» **Material shown**:
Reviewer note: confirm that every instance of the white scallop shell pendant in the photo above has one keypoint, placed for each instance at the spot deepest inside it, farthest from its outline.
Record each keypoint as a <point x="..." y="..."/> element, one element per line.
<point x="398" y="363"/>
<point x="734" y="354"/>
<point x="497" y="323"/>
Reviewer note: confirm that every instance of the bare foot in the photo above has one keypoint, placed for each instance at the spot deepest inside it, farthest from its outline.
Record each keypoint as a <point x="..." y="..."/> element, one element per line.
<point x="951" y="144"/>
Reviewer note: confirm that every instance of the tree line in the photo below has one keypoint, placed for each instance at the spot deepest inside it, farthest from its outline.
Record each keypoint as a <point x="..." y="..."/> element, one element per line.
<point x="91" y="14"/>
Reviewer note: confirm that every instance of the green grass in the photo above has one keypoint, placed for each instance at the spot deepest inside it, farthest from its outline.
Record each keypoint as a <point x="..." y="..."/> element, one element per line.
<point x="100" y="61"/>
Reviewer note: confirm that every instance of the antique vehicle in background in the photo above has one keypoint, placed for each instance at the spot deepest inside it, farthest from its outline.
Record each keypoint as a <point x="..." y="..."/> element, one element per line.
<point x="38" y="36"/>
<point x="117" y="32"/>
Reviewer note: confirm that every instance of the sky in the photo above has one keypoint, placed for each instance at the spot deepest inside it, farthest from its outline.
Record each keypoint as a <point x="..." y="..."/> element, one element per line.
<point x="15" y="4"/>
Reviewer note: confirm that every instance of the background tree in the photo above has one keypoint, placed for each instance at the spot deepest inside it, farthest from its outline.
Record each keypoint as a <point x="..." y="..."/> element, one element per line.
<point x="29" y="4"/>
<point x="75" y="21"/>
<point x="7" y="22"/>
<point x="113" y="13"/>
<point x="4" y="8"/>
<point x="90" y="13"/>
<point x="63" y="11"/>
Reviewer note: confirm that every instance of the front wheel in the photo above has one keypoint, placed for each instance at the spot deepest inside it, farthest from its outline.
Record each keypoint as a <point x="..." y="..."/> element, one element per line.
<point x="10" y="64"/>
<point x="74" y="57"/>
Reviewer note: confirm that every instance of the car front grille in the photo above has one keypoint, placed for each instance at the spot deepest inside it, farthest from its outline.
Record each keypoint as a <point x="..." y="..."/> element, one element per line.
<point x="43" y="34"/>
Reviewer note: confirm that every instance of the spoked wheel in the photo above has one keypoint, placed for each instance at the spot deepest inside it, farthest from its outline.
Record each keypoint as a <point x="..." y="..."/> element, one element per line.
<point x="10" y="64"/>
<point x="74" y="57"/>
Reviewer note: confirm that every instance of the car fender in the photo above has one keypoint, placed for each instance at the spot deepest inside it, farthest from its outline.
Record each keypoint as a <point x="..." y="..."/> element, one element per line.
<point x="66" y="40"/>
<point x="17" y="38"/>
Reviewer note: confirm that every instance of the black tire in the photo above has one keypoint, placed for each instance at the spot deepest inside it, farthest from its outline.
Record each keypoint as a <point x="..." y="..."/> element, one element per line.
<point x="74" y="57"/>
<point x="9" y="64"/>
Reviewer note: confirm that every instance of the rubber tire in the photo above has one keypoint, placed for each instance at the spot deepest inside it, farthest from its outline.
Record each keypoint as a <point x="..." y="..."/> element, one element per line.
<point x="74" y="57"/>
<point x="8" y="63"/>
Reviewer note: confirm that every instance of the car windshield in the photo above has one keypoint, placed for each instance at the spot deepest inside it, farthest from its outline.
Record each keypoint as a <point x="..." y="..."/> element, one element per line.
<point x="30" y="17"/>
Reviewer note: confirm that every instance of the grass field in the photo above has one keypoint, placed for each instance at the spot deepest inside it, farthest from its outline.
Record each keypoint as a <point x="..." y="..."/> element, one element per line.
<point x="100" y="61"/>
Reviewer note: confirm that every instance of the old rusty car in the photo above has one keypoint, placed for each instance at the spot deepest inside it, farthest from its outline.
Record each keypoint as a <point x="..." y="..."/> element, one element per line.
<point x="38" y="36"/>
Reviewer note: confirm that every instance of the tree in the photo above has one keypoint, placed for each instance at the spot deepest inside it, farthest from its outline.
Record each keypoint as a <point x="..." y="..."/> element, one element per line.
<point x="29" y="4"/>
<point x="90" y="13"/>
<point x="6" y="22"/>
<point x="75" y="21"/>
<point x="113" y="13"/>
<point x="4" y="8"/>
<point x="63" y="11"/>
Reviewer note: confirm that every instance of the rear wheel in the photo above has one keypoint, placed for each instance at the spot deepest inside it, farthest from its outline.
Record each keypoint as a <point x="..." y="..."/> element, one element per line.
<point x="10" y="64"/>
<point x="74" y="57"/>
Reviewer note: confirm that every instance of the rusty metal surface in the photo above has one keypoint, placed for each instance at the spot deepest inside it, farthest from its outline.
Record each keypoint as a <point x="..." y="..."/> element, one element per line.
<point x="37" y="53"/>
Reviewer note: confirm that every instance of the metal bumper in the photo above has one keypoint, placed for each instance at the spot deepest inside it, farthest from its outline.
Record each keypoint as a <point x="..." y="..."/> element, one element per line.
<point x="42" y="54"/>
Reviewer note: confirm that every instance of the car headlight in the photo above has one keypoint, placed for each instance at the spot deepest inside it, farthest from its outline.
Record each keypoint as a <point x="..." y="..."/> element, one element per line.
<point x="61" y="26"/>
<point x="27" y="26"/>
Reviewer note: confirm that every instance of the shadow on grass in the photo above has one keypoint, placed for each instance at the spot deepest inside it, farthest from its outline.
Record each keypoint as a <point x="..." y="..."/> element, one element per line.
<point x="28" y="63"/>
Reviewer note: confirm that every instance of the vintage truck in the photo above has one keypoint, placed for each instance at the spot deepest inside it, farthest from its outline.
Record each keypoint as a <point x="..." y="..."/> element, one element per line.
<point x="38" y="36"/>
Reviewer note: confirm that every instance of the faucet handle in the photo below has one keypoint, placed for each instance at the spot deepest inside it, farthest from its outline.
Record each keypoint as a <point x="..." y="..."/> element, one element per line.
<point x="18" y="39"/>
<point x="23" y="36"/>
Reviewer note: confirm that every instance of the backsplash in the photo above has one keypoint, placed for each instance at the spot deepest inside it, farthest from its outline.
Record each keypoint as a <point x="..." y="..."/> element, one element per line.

» **Your goal**: Quote all of the records above word for word, reproducing every line without change.

» **Response below**:
Reviewer note: confirm that every instance of the white scallop shell pendant in the photo above has one keypoint, placed for each instance at the spot deepest inside it, farthest from its outline.
Record each keypoint as a <point x="..." y="..."/> element, one element per line.
<point x="398" y="363"/>
<point x="734" y="354"/>
<point x="497" y="323"/>
Reviewer note: confirm that every instance of the bare foot in the photo above has one keypoint, placed for each instance at the spot deepest inside it, farthest from its outline.
Record each keypoint as a <point x="..." y="..."/> element, one element per line.
<point x="951" y="144"/>
Reviewer note: confirm that every instance of the tree line in the photo below has one keypoint, placed for each instance at the spot deepest inside it, farthest from its outline.
Record each keypoint as a <point x="..." y="..."/> element, one element per line.
<point x="91" y="14"/>
Reviewer note: confirm that every instance of the green grass in the photo above has one keypoint, placed for each instance at the spot deepest inside it, farthest from its outline.
Record each keypoint as a <point x="..." y="..."/> element, one element per line.
<point x="100" y="61"/>
Reviewer note: confirm that every instance of the antique vehicle in background in the photo above has one keypoint, placed for each instance at the spot deepest inside it, farthest from its outline.
Record each keypoint as a <point x="..." y="..."/> element, one element per line.
<point x="38" y="36"/>
<point x="117" y="32"/>
Reviewer note: confirm that every instance of the sky in the photo above has one keypoint, placed for each instance at the spot deepest inside it, farthest from its outline.
Record each keypoint as a <point x="..." y="..."/> element, one element per line.
<point x="15" y="4"/>
Reviewer note: confirm that every instance of the background tree in the photo above has one keypoint, placed for each instance at the spot deepest inside it, farthest from its outline.
Record each keypoint as a <point x="..." y="..."/> element, one element per line.
<point x="29" y="4"/>
<point x="75" y="21"/>
<point x="7" y="22"/>
<point x="113" y="13"/>
<point x="4" y="8"/>
<point x="90" y="13"/>
<point x="63" y="11"/>
Reviewer note: confirm that every instance of the front wheel in the photo above has one keypoint, placed for each instance at the spot deepest inside it, farthest from its outline.
Record each keypoint as a <point x="..." y="..."/> element, one element per line.
<point x="10" y="64"/>
<point x="74" y="57"/>
Reviewer note: confirm that every instance of the car front grille in the photo above has one keypoint, placed for each instance at the spot deepest inside it, farthest from its outline.
Record each keypoint as a <point x="..." y="..."/> element, one element per line.
<point x="43" y="34"/>
Reviewer note: confirm that every instance of the spoked wheel in the photo above has one keypoint, placed for each instance at the spot deepest inside it, farthest from its outline.
Record each keypoint as a <point x="..." y="..."/> element, one element per line.
<point x="10" y="64"/>
<point x="74" y="57"/>
Reviewer note: confirm that every instance of the car fender in the photo above has one keypoint, placed for each instance at the spot deepest inside it, farthest from its outline.
Record each keypoint as a <point x="..." y="..."/> element, one element per line.
<point x="66" y="40"/>
<point x="17" y="38"/>
Reviewer note: confirm that every instance of the black tire in the photo above has one keypoint, placed for each instance at the spot deepest inside it, farthest from its outline.
Record each keypoint as a <point x="..." y="..."/> element, one element per line.
<point x="74" y="57"/>
<point x="9" y="64"/>
Reviewer note: confirm that every instance of the rubber tire in the photo above has one keypoint, placed for each instance at the spot deepest inside it, farthest from its outline.
Record each keypoint as a <point x="..." y="..."/> element, one element per line.
<point x="74" y="57"/>
<point x="8" y="63"/>
Reviewer note: confirm that every instance of the car windshield in the photo above has one keypoint, placed for each instance at the spot deepest inside it, farthest from its outline.
Record each keypoint as a <point x="..." y="..."/> element, one element per line.
<point x="30" y="17"/>
Reviewer note: confirm that every instance of the grass field in the photo above has one keypoint, placed for each instance at the spot deepest inside it, farthest from its outline.
Record each keypoint as a <point x="..." y="..."/> element, one element per line.
<point x="100" y="61"/>
Reviewer note: confirm that every instance of the old rusty car in the photo above has one keypoint, placed for each instance at the spot deepest inside it, farthest from its outline.
Record each keypoint as a <point x="..." y="..."/> element, one element per line.
<point x="38" y="36"/>
Reviewer note: confirm that every instance of the tree in the photo above has one keypoint, placed for each instance at the spot deepest inside it, farthest from its outline.
Record each keypoint as a <point x="..." y="..."/> element, one element per line.
<point x="29" y="4"/>
<point x="90" y="13"/>
<point x="6" y="22"/>
<point x="75" y="21"/>
<point x="113" y="13"/>
<point x="4" y="8"/>
<point x="63" y="11"/>
Reviewer note: confirm that every instance of the rear wheel in the photo above has one keypoint, placed for each instance at the spot deepest inside it, farthest from its outline.
Record each keypoint as a <point x="..." y="..."/> element, one element per line.
<point x="10" y="64"/>
<point x="74" y="57"/>
Reviewer note: confirm that every instance of the rusty metal surface in the photo above has one keypoint, placed for each instance at the spot deepest inside it, farthest from its outline.
Record each keypoint as a <point x="..." y="..."/> element, one element per line.
<point x="37" y="53"/>
Reviewer note: confirm that every instance of the metal bumper in the photo above has one keypoint, placed for each instance at the spot deepest inside it, farthest from its outline.
Record each keypoint as a <point x="..." y="..."/> element, one element per line.
<point x="42" y="54"/>
Reviewer note: confirm that every instance of the car headlight in the photo above has one keypoint, placed for each instance at the spot deepest inside it, farthest from its outline.
Record each keypoint as a <point x="..." y="..."/> element, one element per line.
<point x="61" y="26"/>
<point x="27" y="26"/>
Reviewer note: confirm that every instance of the shadow on grass in the photo above has one keypoint, placed for each instance at the spot deepest inside it, farthest from its outline.
Record each keypoint as a <point x="..." y="..."/> element, one element per line.
<point x="28" y="63"/>
Reviewer note: confirm that every instance of the vintage truck in the photo above has one keypoint, placed for each instance at the spot deepest inside it, farthest from its outline.
Record each keypoint as a <point x="..." y="..."/> element, one element per line.
<point x="38" y="36"/>
Reviewer note: confirm that every instance of the faucet handle in the photo below has one keypoint, placed for each instance at the spot deepest inside it, farthest from its outline.
Record each keypoint as a <point x="..." y="..."/> element, one element per line.
<point x="18" y="39"/>
<point x="23" y="36"/>
Reviewer note: confirm that every instance of the backsplash in the photo above has one keypoint, placed for each instance at the spot deepest inside it, farthest from its outline.
Record each keypoint as a <point x="..." y="..."/> element, one element per line.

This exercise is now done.